Retype each entry. Leave every word as it is.

Saved entries:
[Start of Attachment]

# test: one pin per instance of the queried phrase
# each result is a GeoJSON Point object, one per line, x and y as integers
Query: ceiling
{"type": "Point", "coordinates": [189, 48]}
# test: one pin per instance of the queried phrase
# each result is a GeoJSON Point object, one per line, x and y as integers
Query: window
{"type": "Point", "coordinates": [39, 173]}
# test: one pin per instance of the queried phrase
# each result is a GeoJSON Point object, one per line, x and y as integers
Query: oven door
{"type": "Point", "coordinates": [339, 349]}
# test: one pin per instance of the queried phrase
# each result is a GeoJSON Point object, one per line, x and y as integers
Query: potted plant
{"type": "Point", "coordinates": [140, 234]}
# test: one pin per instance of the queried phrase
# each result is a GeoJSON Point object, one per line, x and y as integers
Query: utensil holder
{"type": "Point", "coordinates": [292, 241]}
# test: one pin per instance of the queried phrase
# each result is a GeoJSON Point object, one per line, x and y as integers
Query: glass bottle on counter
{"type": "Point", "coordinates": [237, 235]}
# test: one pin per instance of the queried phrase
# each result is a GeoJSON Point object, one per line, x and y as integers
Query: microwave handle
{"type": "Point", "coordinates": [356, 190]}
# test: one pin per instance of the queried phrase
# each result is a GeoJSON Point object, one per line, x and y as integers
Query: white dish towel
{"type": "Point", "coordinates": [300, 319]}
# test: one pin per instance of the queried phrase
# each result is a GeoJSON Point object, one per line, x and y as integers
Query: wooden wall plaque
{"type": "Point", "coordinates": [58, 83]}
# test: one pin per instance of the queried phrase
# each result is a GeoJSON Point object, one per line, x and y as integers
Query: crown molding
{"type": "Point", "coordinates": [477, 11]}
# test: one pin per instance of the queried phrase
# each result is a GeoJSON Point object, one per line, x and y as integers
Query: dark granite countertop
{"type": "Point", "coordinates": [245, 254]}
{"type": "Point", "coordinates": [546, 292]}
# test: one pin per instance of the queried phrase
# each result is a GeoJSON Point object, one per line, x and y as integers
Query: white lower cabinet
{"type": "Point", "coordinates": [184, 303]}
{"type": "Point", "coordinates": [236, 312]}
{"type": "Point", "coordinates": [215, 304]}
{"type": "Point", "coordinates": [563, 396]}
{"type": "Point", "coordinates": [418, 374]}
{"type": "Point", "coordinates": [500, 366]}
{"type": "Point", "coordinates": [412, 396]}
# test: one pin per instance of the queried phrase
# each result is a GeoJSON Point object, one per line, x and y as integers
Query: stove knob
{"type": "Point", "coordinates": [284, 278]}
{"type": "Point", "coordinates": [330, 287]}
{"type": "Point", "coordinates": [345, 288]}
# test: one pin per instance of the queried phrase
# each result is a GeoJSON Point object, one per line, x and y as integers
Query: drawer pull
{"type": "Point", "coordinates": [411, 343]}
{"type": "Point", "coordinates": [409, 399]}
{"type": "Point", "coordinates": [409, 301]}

[End of Attachment]

RESPONSE »
# test: one pin per instance of the queried phrase
# each result is a GeoJSON Point object, one per line, x and y as integers
Query: ceiling
{"type": "Point", "coordinates": [189, 48]}
# test: one pin per instance of the queried phrase
# each result is a GeoJSON Point object, one per line, x and y as integers
Query: window
{"type": "Point", "coordinates": [39, 173]}
# test: one pin per instance of the queried phrase
# each result is a GeoJSON Point object, one per line, x and y as integers
Query: oven door
{"type": "Point", "coordinates": [339, 349]}
# test: one pin per instance of the queried phrase
# each result is a GeoJSON Point object, one per line, x and y as integers
Query: potted plant
{"type": "Point", "coordinates": [140, 234]}
# test: one pin per instance of the queried phrase
# each result is a GeoJSON Point object, one per line, x and y as integers
Query: utensil holder
{"type": "Point", "coordinates": [292, 241]}
# test: one pin per instance of the queried phrase
# each result is a GeoJSON Point object, one per line, x and y as integers
Query: glass bottle on counter
{"type": "Point", "coordinates": [237, 235]}
# test: one pin per instance of the queried phrase
# each result is a GeoJSON Point object, one per line, x and y as integers
Query: microwave handle
{"type": "Point", "coordinates": [356, 190]}
# test: one pin per instance of the queried phrase
# each result is a GeoJSON Point object, one per line, x and y as integers
Query: white dish towel
{"type": "Point", "coordinates": [300, 319]}
# test: one pin per instance of the queried phrase
# each result is a GeoJSON Point object, one per line, x and y as integers
Query: wooden wall plaque
{"type": "Point", "coordinates": [58, 83]}
# test: one pin per instance of the queried phrase
# each result is a GeoJSON Point object, one per line, x and y as integers
Query: crown molding
{"type": "Point", "coordinates": [477, 11]}
# test: one pin per instance of the queried phrase
# each result is a GeoJSON Point object, one per line, x and y as integers
Query: dark granite countertop
{"type": "Point", "coordinates": [245, 254]}
{"type": "Point", "coordinates": [546, 292]}
# test: one pin per instance of the queried phrase
# each result is a GeoJSON Point object, one per line, x and y as integers
Query: white lower cabinet
{"type": "Point", "coordinates": [184, 303]}
{"type": "Point", "coordinates": [236, 312]}
{"type": "Point", "coordinates": [215, 304]}
{"type": "Point", "coordinates": [563, 396]}
{"type": "Point", "coordinates": [418, 374]}
{"type": "Point", "coordinates": [500, 366]}
{"type": "Point", "coordinates": [412, 396]}
# test: one pin per instance of the queried phrase
# each result is a GeoJSON Point object, one per line, x and y as integers
Query: stove knob
{"type": "Point", "coordinates": [284, 278]}
{"type": "Point", "coordinates": [330, 287]}
{"type": "Point", "coordinates": [345, 288]}
# test: one pin per instance of the queried phrase
# each result is a GeoJSON Point object, one per line, x and y as integers
Query: drawer pull
{"type": "Point", "coordinates": [411, 343]}
{"type": "Point", "coordinates": [409, 399]}
{"type": "Point", "coordinates": [409, 301]}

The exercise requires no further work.